■ **QUOTED TEXT**:
Begin

Photography as visual appropriation of the other

Photography often turns difference into visual material, extracting meaning from the other while retaining control over representation. This article examines how images can appropriate presence, identity, and experience, even when produced with ethical or humanist intentions.
Feb 2, 2026

Photography has long been celebrated as a means of access. Access to places, to lives, to realities otherwise unseen.

Yet embedded within this promise lies a persistent tension: the risk that seeing becomes taking. Photography does not only show the other; it can appropriate the other visually, converting presence into image, experience into representation, and difference into material.

Visual appropriation in photography is not always intentional, nor is it always violent in obvious ways. It often operates quietly, through framing, circulation, and authorship. The moment an image is made, something changes. The person photographed enters a system of meaning they do not fully control. Their image can travel, be interpreted, archived, monetized, or aestheticized far beyond its original context.

End

■ **Records of labeled boxes**:
Begin

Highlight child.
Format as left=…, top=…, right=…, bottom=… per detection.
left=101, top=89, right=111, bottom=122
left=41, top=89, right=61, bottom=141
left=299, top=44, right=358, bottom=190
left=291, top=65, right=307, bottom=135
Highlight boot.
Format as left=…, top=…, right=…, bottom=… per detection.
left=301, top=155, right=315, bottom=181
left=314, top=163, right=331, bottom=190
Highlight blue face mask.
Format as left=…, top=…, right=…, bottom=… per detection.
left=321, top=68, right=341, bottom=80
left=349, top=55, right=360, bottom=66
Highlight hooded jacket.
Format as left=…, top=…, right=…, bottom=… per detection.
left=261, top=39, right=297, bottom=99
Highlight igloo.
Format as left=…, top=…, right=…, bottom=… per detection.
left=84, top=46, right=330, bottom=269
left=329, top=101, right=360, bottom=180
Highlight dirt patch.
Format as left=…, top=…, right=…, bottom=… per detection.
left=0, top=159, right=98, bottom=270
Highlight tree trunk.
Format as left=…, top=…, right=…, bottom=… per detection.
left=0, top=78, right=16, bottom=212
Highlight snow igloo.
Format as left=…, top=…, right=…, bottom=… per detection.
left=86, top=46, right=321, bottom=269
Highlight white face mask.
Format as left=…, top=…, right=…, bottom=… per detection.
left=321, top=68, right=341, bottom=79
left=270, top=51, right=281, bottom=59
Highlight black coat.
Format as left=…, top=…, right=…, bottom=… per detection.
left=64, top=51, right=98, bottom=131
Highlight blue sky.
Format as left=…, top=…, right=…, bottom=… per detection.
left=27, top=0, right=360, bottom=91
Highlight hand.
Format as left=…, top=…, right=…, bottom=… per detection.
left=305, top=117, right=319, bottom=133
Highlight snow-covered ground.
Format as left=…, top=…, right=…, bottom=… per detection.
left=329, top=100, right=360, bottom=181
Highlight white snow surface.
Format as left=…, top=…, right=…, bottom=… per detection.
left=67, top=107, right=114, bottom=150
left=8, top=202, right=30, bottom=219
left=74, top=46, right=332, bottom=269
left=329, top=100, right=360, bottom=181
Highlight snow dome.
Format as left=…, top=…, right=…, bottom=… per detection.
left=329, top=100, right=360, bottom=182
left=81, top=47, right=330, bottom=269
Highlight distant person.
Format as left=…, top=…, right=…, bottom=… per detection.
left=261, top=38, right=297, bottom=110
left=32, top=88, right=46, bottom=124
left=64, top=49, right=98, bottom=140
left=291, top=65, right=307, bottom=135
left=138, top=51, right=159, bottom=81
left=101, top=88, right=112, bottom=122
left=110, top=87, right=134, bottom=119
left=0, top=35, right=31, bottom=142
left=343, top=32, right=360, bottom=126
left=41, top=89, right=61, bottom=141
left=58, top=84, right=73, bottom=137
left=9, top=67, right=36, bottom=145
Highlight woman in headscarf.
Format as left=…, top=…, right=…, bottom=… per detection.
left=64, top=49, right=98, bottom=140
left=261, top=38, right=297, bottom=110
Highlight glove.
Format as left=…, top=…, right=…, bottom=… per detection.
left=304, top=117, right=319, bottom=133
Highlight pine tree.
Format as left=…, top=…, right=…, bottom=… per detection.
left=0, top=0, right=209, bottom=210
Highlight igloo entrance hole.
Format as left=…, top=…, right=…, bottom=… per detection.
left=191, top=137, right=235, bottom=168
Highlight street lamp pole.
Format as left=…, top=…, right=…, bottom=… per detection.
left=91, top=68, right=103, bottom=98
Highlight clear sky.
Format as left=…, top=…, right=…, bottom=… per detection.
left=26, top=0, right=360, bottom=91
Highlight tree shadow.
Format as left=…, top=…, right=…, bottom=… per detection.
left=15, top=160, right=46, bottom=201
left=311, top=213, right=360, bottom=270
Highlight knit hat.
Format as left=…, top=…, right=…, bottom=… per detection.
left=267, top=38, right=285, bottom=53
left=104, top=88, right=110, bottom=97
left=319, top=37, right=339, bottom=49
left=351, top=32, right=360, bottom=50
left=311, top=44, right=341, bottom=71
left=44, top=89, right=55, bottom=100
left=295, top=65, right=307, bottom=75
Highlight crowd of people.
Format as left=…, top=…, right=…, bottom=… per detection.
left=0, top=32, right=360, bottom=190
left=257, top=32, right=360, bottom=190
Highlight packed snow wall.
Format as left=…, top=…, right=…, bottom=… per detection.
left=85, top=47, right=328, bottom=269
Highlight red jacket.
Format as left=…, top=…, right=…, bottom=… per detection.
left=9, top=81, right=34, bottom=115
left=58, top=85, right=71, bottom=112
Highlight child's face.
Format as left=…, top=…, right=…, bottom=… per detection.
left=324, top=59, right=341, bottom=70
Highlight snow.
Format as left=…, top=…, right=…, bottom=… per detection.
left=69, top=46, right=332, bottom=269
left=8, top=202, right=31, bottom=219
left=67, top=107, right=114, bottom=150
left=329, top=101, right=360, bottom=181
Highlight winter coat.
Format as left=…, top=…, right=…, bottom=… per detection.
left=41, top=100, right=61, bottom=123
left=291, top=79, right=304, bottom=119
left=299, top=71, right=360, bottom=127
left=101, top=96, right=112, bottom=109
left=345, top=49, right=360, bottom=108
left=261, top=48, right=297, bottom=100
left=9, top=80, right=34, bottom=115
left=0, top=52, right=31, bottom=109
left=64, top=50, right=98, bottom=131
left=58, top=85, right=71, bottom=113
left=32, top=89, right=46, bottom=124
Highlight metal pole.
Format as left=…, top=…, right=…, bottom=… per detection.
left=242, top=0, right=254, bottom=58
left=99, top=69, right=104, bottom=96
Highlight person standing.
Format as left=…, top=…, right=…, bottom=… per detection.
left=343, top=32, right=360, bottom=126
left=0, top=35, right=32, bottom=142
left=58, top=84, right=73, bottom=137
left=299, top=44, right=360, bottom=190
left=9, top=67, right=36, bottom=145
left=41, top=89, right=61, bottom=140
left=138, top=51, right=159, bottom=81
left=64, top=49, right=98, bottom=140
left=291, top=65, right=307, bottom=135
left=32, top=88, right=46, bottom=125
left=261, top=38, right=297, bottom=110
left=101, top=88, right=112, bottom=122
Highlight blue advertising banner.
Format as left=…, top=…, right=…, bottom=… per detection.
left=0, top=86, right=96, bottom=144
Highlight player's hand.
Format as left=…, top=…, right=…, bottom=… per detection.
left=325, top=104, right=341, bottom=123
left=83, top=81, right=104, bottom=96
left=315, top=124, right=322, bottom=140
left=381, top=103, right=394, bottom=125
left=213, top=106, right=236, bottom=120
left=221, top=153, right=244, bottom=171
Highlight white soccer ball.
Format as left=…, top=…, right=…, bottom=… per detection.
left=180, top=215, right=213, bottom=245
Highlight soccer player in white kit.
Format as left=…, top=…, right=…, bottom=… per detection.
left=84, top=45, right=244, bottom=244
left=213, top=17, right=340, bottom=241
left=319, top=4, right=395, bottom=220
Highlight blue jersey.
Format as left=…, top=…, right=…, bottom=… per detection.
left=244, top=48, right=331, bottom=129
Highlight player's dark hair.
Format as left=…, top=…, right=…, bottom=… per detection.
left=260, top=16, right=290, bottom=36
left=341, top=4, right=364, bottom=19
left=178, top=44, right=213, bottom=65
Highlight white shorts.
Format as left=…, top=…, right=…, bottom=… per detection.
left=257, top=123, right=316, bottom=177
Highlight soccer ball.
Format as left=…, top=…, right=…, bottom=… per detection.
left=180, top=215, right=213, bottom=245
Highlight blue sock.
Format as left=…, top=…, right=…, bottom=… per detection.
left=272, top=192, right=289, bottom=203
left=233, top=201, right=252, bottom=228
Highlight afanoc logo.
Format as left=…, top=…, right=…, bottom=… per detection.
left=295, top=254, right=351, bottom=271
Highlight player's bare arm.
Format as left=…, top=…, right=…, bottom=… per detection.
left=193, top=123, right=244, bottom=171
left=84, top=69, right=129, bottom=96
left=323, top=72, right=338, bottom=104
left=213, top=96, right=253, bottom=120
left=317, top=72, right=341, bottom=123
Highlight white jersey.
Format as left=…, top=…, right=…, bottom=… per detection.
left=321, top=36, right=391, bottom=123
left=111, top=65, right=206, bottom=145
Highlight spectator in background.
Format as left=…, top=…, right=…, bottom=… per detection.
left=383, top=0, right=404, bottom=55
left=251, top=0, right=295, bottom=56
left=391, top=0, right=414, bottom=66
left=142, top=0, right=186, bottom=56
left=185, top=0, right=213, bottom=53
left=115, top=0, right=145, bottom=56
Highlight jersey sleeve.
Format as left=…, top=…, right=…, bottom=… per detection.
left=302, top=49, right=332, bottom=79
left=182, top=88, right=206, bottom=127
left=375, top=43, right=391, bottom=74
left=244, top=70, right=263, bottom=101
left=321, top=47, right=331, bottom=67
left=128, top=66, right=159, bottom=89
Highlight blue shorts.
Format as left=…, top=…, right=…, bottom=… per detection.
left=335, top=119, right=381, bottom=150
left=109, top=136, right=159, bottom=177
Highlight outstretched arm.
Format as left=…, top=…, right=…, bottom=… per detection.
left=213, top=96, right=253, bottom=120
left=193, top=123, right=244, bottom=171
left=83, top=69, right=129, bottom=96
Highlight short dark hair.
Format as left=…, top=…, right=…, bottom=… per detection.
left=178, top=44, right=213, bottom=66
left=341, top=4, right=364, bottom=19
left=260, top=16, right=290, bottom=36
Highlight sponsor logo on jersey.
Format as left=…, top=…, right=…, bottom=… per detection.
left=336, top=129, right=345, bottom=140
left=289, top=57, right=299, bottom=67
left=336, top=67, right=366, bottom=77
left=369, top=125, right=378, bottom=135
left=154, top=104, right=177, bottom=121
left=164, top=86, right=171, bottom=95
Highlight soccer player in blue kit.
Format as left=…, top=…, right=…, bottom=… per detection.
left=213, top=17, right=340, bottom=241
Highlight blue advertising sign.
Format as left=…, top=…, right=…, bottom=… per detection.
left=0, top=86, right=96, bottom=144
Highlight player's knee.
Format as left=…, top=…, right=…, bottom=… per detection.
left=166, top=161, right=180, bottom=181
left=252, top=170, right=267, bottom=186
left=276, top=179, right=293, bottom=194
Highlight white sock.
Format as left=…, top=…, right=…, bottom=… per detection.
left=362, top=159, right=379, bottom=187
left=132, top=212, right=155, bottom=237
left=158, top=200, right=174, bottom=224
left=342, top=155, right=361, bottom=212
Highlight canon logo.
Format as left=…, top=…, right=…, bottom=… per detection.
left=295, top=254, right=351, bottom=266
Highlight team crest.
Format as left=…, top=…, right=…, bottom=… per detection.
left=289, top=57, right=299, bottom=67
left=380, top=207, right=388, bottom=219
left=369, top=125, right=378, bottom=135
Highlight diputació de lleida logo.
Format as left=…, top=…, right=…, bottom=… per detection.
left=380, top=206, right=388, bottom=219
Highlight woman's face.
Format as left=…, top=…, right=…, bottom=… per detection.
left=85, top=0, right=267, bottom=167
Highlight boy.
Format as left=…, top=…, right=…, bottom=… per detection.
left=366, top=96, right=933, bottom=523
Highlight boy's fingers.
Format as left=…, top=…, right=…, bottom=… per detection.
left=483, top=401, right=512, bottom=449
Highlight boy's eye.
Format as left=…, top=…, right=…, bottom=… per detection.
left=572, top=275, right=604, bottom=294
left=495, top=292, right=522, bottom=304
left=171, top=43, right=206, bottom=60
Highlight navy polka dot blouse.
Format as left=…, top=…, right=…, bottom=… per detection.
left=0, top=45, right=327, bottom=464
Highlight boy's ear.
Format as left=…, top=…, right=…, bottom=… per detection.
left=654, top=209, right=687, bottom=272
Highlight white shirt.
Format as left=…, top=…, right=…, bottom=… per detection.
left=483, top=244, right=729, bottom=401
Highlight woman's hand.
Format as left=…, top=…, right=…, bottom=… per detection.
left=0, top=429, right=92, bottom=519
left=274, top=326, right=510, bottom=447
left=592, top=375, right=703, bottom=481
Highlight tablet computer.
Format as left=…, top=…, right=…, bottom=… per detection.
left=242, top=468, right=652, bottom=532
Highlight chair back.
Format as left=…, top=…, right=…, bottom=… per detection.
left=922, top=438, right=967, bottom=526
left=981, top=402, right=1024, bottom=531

End

■ **GIVEN TASK A**:
Summarize the photography article in two sentences.
■ **GIVEN TASK B**:
Duplicate the part of the photography article that begins at the words "Photography often turns" and stops after "difference into material.".

■ **CORRECT RESULT A**:
Photography has long been celebrated as a way to access places and lives otherwise unseen, but it carries the risk that seeing becomes taking, turning the other's presence, experience, and difference into image, representation, and material. This appropriation is often neither intentional nor obviously violent, working quietly through framing, circulation, and authorship as the person photographed enters a system of meaning they do not fully control, where their image can be interpreted, archived, monetized, or aestheticized far beyond its original context.

■ **CORRECT RESULT B**:
Photography often turns difference into visual material, extracting meaning from the other while retaining control over representation. This article examines how images can appropriate presence, identity, and experience, even when produced with ethical or humanist intentions.
Feb 2, 2026

Photography has long been celebrated as a means of access. Access to places, to lives, to realities otherwise unseen.

Yet embedded within this promise lies a persistent tension: the risk that seeing becomes taking. Photography does not only show the other; it can appropriate the other visually, converting presence into image, experience into representation, and difference into material.